# What is expected
Omitting all pictures, print the lines of the listing from the one containing "spot the rear tail light" through the final line, both ends included, with no other text.
::::
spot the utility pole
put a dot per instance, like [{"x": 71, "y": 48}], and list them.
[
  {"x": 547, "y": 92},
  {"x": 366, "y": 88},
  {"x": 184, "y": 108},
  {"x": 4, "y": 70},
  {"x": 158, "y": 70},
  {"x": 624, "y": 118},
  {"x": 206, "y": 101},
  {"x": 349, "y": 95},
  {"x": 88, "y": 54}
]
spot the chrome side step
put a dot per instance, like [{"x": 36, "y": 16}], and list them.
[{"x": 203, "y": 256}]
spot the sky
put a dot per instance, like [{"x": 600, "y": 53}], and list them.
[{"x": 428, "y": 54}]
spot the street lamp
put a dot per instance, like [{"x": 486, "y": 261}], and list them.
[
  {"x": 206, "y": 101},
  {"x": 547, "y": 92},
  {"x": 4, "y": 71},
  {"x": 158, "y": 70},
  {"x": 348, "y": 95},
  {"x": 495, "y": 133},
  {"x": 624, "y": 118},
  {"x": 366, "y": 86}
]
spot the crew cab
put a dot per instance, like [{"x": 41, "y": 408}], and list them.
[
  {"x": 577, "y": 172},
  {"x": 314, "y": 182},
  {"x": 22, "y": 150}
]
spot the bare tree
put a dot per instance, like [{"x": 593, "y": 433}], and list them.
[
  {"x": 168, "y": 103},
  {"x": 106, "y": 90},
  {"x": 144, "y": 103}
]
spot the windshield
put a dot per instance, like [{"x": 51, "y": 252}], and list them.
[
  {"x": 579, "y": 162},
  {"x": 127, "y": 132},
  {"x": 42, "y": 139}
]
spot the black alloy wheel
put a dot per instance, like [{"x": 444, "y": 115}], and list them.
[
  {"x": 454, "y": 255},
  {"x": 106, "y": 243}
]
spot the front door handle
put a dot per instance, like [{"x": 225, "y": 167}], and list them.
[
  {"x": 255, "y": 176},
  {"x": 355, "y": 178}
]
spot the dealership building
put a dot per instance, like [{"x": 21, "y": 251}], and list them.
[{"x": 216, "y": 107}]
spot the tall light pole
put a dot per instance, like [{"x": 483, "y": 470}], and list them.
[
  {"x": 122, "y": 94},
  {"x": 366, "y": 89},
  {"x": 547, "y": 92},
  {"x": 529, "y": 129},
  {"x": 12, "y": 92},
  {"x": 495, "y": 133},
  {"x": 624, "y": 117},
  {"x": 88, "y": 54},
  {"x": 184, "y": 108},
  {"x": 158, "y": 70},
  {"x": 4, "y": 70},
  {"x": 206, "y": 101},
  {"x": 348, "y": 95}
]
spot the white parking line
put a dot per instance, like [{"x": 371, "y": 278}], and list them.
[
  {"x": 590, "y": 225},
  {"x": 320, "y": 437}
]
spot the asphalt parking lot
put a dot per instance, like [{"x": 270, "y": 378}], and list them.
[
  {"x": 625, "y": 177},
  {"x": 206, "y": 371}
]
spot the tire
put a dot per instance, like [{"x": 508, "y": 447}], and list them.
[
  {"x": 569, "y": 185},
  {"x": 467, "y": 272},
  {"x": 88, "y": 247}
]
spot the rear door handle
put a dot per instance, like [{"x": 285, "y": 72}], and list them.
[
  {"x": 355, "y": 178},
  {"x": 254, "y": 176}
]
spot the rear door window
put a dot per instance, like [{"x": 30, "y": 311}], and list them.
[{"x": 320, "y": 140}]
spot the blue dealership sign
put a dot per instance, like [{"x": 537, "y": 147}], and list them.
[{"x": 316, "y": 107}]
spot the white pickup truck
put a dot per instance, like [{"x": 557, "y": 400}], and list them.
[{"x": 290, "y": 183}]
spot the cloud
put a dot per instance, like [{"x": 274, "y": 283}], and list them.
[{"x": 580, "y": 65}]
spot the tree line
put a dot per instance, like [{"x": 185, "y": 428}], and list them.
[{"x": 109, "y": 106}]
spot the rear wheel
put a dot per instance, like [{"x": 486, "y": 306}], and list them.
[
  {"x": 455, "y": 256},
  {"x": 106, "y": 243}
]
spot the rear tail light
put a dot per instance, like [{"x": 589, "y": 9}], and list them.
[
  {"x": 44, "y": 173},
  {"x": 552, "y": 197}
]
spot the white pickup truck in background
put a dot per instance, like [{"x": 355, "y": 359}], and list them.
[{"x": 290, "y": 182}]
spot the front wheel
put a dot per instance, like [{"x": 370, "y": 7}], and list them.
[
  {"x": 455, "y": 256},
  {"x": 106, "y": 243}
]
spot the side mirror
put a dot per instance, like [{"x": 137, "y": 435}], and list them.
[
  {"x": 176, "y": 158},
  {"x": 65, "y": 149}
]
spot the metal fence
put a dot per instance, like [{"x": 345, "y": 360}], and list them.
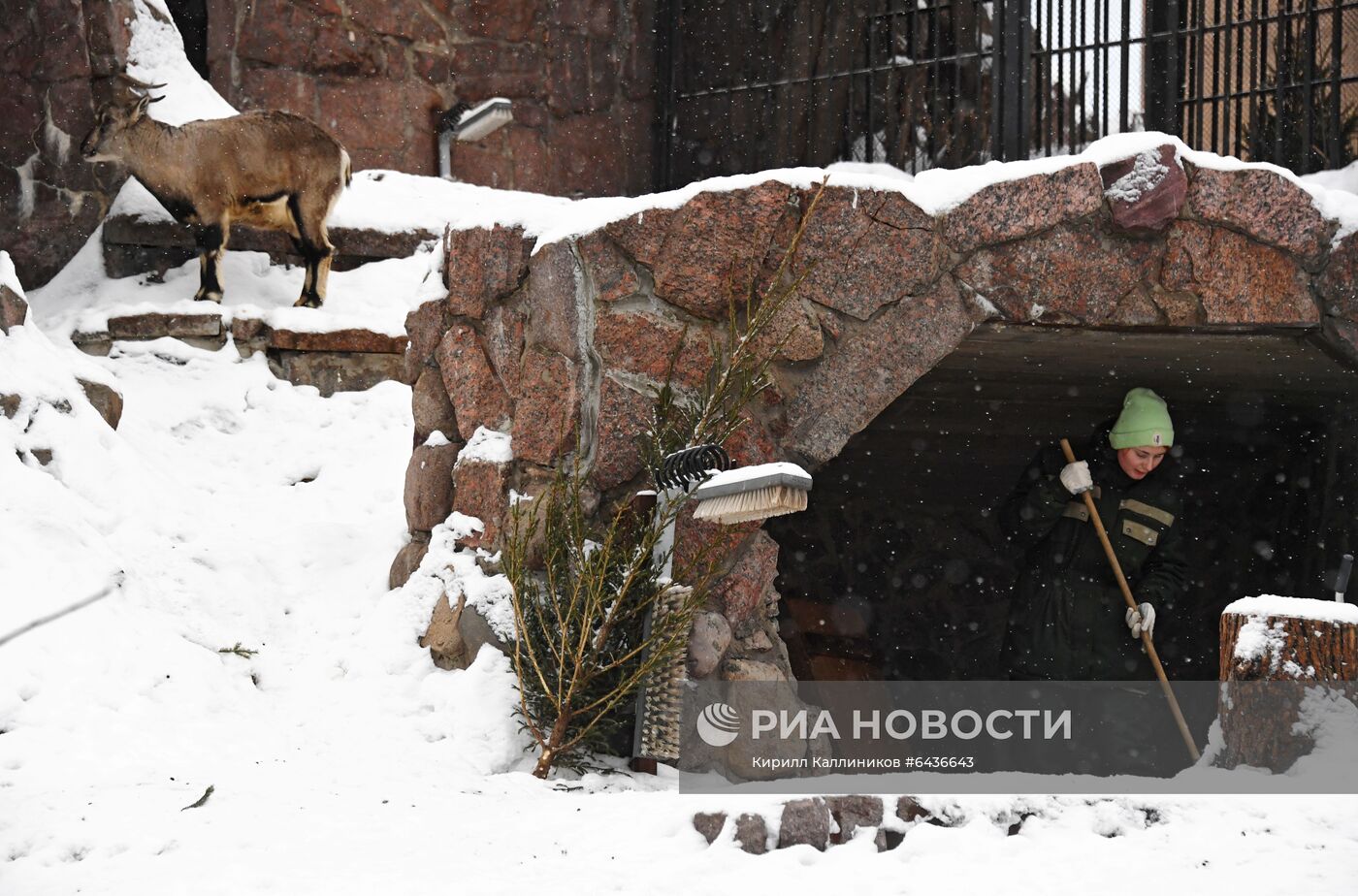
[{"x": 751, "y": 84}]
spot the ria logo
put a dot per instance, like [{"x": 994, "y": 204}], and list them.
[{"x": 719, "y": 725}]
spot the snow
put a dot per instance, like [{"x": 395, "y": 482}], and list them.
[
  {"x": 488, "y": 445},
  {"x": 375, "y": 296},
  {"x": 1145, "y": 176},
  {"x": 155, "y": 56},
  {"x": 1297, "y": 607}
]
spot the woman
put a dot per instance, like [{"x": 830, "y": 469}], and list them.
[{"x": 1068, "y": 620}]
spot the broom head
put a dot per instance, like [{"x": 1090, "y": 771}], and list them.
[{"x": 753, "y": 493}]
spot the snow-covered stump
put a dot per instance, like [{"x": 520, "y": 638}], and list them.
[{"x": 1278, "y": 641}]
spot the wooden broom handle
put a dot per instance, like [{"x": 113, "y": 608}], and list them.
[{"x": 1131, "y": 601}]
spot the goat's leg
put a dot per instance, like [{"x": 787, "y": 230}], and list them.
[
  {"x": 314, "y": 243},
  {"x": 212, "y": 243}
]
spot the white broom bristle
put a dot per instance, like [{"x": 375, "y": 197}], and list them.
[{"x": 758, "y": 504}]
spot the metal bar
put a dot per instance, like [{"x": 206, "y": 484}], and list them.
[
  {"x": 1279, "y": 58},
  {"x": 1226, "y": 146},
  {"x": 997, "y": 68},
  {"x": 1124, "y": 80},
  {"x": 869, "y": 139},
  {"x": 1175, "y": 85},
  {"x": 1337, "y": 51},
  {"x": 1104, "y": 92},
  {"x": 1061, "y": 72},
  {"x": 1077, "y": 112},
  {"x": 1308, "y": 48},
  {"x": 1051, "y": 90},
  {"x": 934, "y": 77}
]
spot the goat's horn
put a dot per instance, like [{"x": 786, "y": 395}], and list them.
::::
# Correct output
spot the rear tail light
put a dot per instance, like [{"x": 589, "y": 9}], and list them.
[
  {"x": 44, "y": 173},
  {"x": 552, "y": 197}
]
spot the white pickup truck in background
put a dot per instance, like [{"x": 355, "y": 359}], and list them.
[{"x": 290, "y": 182}]
spot the front wheel
put a dot per instance, like [{"x": 370, "y": 7}], and list them.
[
  {"x": 455, "y": 256},
  {"x": 106, "y": 243}
]
spot the side mirror
put a dot per instance, like [{"x": 137, "y": 435}], and list them.
[
  {"x": 176, "y": 158},
  {"x": 65, "y": 149}
]
spot the metal fence
put a dot per instance, like [{"x": 345, "y": 360}], and list them.
[{"x": 751, "y": 84}]
spot the ria logo
put a dot per instance, like [{"x": 994, "y": 204}], and list them.
[{"x": 719, "y": 725}]
spot the snow
put a dot per instance, like [{"x": 395, "y": 482}], and list them.
[
  {"x": 488, "y": 445},
  {"x": 375, "y": 296},
  {"x": 1145, "y": 176},
  {"x": 155, "y": 56},
  {"x": 1297, "y": 607}
]
spot the woman
put a dot per instance, like [{"x": 830, "y": 469}], and list them.
[{"x": 1068, "y": 620}]
spot the broom head
put a dot per instance, like [{"x": 1090, "y": 771}], and list them.
[{"x": 753, "y": 493}]
spot the snow-covered stump
put a dot per instance, like [{"x": 520, "y": 638}], and list them.
[{"x": 1278, "y": 641}]
spot the wooden broom handle
put a dot per instance, like [{"x": 113, "y": 608}], and list them.
[{"x": 1131, "y": 601}]
spot the goat's leg
put a dot per instance, like [{"x": 787, "y": 230}], and list them.
[
  {"x": 314, "y": 243},
  {"x": 212, "y": 243}
]
spot the white broom bristle
put a dot per instance, like [{"x": 375, "y": 197}], and list them.
[{"x": 758, "y": 504}]
spot the metal bar
put a dot per instance, like [{"x": 206, "y": 484}], and list them.
[
  {"x": 1279, "y": 58},
  {"x": 1226, "y": 146},
  {"x": 997, "y": 68},
  {"x": 1124, "y": 80},
  {"x": 869, "y": 139},
  {"x": 1175, "y": 85},
  {"x": 1337, "y": 51},
  {"x": 1104, "y": 92},
  {"x": 1061, "y": 72},
  {"x": 1077, "y": 112},
  {"x": 1308, "y": 48},
  {"x": 1051, "y": 90},
  {"x": 934, "y": 77}
]
spot the goat's horn
put a dot per instance, like [{"x": 786, "y": 395}], and list them.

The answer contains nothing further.